_RECORDS SUPPLIED_
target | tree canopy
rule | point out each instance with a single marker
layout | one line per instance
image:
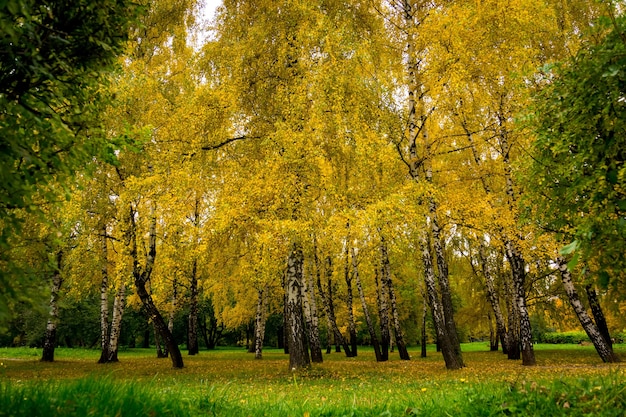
(577, 175)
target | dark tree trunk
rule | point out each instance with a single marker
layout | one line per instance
(447, 349)
(598, 315)
(50, 338)
(161, 353)
(349, 301)
(492, 295)
(259, 323)
(104, 301)
(116, 323)
(192, 321)
(424, 339)
(312, 321)
(329, 308)
(368, 320)
(513, 335)
(605, 351)
(298, 353)
(519, 278)
(381, 302)
(141, 276)
(397, 330)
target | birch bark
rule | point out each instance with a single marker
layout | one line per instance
(50, 338)
(298, 353)
(104, 300)
(605, 351)
(368, 320)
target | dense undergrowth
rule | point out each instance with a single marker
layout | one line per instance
(568, 381)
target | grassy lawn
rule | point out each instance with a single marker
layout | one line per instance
(568, 380)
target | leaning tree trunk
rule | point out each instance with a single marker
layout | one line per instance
(598, 315)
(513, 334)
(602, 347)
(519, 277)
(447, 349)
(424, 339)
(368, 320)
(104, 301)
(116, 322)
(192, 320)
(172, 312)
(312, 321)
(386, 282)
(383, 314)
(349, 302)
(493, 296)
(53, 318)
(298, 353)
(318, 275)
(157, 342)
(329, 308)
(141, 276)
(259, 322)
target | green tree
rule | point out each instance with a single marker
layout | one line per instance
(577, 177)
(56, 57)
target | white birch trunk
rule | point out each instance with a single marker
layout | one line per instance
(602, 347)
(116, 322)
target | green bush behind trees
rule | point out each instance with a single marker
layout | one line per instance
(56, 60)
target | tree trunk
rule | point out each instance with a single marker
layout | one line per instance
(172, 314)
(368, 320)
(161, 353)
(312, 319)
(598, 315)
(387, 282)
(50, 338)
(513, 335)
(259, 322)
(519, 278)
(449, 355)
(141, 276)
(383, 314)
(605, 351)
(329, 308)
(192, 321)
(116, 322)
(349, 301)
(492, 295)
(104, 301)
(298, 354)
(318, 274)
(424, 339)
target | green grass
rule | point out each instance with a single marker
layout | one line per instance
(568, 381)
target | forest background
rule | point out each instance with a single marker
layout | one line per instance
(384, 173)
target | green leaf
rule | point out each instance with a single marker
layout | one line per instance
(569, 249)
(571, 265)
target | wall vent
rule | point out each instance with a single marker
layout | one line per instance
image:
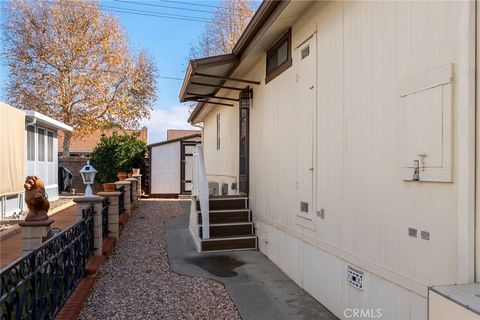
(355, 278)
(213, 188)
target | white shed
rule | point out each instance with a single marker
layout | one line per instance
(171, 166)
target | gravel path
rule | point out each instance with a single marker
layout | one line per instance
(136, 282)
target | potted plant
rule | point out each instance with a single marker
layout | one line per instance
(104, 158)
(116, 155)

_SET PROBLEM_
Set down the lines of the records again without any change, starting at the line containing "target | gravel path" and ending at the last line of the records, with both ends included.

_RESULT OF THIS TASK_
target | gravel path
rule | point out each instance with a single marker
layout | one line per instance
(136, 282)
target | potted plant
rule | point out each instance with a single marker
layout | one line per instance
(104, 158)
(116, 155)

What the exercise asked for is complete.